Compito assegnato 1: Nel testo di lettura sulla scelta di lasciare l'azienda per la campagna, quale concetto dei Buddisti viene citato e come è definito?
Compito assegnato 2: Prosegui il racconto sulla scelta di lasciare l'azienda per la campagna, partendo dopo l'ultima frase del testo di lettura.

Testo di lettura:
==============================
Era salva la reputazione commerciale della sua azienda! Io e Pa­mela rima­nemmo paralizzate e senza parole a guardarci in faccia, immaginando le telefonate disperate che in quel mo­mento, dopo una buona mezz’ora di tempo perso, stava facendo qualche altra segreta­ria di un’azienda rivale, e il re­spiro del bambino che si faceva sem­pre più affannoso su quel lettino del Pronto Soccorso.

No! Io non volevo più prestare il mio cervello, per quel poco che poteva valere, a questo Mercato senza anima. I Buddisti hanno un concetto di “giusto sostentamento”, un modo per guadagnarsi la vita che non nuoce agli altri, ma questa idea sembra non far parte della mappa mentale occidentale. Io qualche volta parlavo con il di­rettore, con il capo delle Ricerche o con il capo del reparto Pubblicità di questi problemi etici, ma la risposta era sempre la stessa: “Io fac­cio il mio lavoro!”

Il disgusto per questa mancanza di senso di responsabilità era un fattore di spinta forte nella mia migrazione. Non si può “uscire dal sistema”, ma certo si può smettere di collaborarvi così strettamente.

Ma quale fu invece la visione che mi attirò in campagna?

Mi sembrava che alle mie mani mancasse, quasi come al viso può mancare dolorosamente una carezza, quello scorrere sulle palme di erba, d’acqua, di grano, di lenticchie, e di quelle mille altre forme di materia da toccare, mi mancava la presenza degli altri animali, di sguardi amichevoli di altre specie, il tocco di altri corpi non umani, avevo il sentimento che la solitudine umana non è la condizione naturale per noi, sentivo che ci siamo allontanati dal mondo reale, che è quello naturale. E tutto questo lo sentivo in una maniera in­sieme fortissima e poco chiara.
==============================
Dati registrati:
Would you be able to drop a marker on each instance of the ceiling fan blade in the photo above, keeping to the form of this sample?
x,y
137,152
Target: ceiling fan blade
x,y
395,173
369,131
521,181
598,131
==============================
Risposta all'esercizio 1: Il concetto di "giusto sostentamento", cioè un modo per guadagnarsi la vita che non nuoce agli altri.

Risposta all'esercizio 2:
Non sapevo niente di vita in campagna, ma mi sono detta che i mestieri per la sopravvivenza umana non possono essere estranei ad un essere umano! Si impareranno, si troverà chi spiega, chi apre la porta ad una persona che torna alla terra con l’amnesia di tre o quattro generazioni di vuoto. La mia terra, quando i miei antenati erano contadini, era lo Yorkshire, e difatti sono venuta in Umbria perché qui il paesaggio e la vegetazione mi ricordavano un po’ il clima e il paesaggio e la vegetazione di quei posti.

E fui accolta da molti bravi insegnanti, contadini generosi e delicati nel loro insegnare, che cercavano di non fare pesare la mia igno­ranza. “Oggi noialtri piantiamo le fave!” urlavano Rosa e Antonio dal loro campo, ed era per dire: “È ora di piantare le fave, lo sai!”.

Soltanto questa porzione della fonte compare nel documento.